## BRIEF
Please give back each line of the material unchanged, but without the images.

## STUDY MATERIAL
● ● ● ● ● ● ●

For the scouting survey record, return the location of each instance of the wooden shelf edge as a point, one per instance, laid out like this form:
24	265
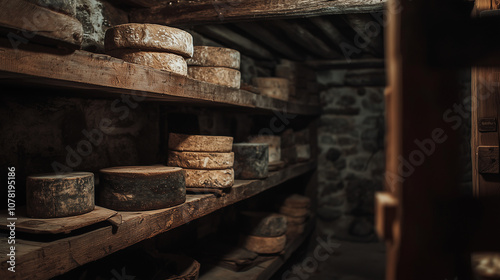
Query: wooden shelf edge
49	259
99	75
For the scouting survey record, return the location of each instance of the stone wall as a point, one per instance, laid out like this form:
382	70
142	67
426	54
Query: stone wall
352	157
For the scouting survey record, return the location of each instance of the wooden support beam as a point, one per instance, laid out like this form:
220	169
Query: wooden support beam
209	11
234	40
306	39
266	37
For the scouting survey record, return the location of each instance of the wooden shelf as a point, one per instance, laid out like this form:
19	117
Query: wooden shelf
52	258
264	270
99	75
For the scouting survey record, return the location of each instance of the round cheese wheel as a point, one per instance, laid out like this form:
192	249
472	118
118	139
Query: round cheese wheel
251	160
215	57
59	195
139	188
158	60
200	143
201	160
263	223
217	179
264	245
216	75
149	37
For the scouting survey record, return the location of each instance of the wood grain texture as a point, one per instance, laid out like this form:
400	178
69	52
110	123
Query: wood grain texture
206	11
94	75
24	21
67	253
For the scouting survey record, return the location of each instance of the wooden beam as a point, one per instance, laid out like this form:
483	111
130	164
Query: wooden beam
234	40
209	11
266	37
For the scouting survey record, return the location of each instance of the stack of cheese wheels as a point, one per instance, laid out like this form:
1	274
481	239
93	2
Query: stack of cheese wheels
273	87
207	160
139	188
296	209
215	65
152	45
274	143
59	195
264	233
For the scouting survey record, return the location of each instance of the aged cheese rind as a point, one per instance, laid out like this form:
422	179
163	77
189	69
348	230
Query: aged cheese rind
139	188
251	160
263	224
151	37
159	60
215	57
216	75
264	245
217	179
201	160
200	143
53	196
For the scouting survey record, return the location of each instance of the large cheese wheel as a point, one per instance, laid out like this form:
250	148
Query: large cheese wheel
263	223
201	160
138	188
273	87
274	143
264	245
297	201
158	60
150	37
217	179
200	143
216	75
61	195
251	160
215	57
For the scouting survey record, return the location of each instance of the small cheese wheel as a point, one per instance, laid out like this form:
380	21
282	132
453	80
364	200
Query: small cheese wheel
215	57
200	143
59	195
158	60
263	224
297	201
294	212
139	188
264	245
274	143
216	75
201	160
216	179
273	87
150	37
251	160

● ● ● ● ● ● ●

## SOLUTION TO THE PROBLEM
For the scouting survey record, return the location of each instance of the wooden shelf edge as a point, one per instance, laid out like this form:
24	265
Query: wooden shelf edge
49	259
99	75
For the scouting survey record, return the location of each instance of the stone wall as a point, one per instance, laid out like this form:
382	70
142	67
426	54
Query: stone wall
352	157
For the scouting survey record, return the location of each instance of the wooden support beam as a point, one per instance, laid out like this form:
220	169
Query: wooden support beam
209	11
234	40
306	39
266	37
For the scouting survey record, return the location of each instance of the wooden shelf as a point, one per instance, laid out like this form:
19	117
Query: wooden shelf
52	258
264	270
99	75
For the scouting survey record, return the location of each instance of the round cheese wheel as a point, one per instance, laid out like this form:
192	249
472	118
118	139
Query: round cheese wheel
251	160
215	57
59	195
139	188
158	60
200	143
201	160
263	223
217	179
264	245
216	75
149	37
For the scouting survey record, return the location of each instance of the wood grain texture as a point, one per instance, laid out like this form:
400	178
69	52
110	123
Query: wood grain texture
206	11
94	75
24	21
67	253
For the scouting survey record, return the location of each instance of the wooden beam as a point, one per instance, laid out like this form:
483	111
130	164
Query: wooden beam
234	40
209	11
266	37
For the scouting survey record, return the location of each instance of the stack of cheese wheels as a point, one per instance, laid out like this form:
1	274
481	239
93	2
Query: stack of cheese wheels
273	87
207	160
139	188
296	209
215	65
152	45
274	143
59	195
264	233
For the scouting survey record, return the location of each instance of the aged cheese rind as a point, one per instance, laid out like this form:
422	179
163	77
189	69
348	230
Query: aged cheese rind
139	188
251	160
263	224
151	37
159	60
215	57
216	75
264	245
217	179
201	160
200	143
53	196
For the scouting survey record, return the location of each instance of the large cheese wheel as a point, one per instance, laid out like this form:
250	148
Query: large cheese wheel
263	223
201	160
138	188
273	87
274	143
264	245
297	201
158	60
150	37
217	179
200	143
216	75
61	195
251	160
215	57
For the scouting survey record, return the location of each instance of the small cheese wheel as a point, one per instance, laid out like this form:
380	21
282	132
453	80
364	200
Query: small cheese wheel
215	57
200	143
59	195
158	60
263	224
297	201
294	212
139	188
264	245
274	143
216	75
201	160
216	179
273	87
150	37
251	160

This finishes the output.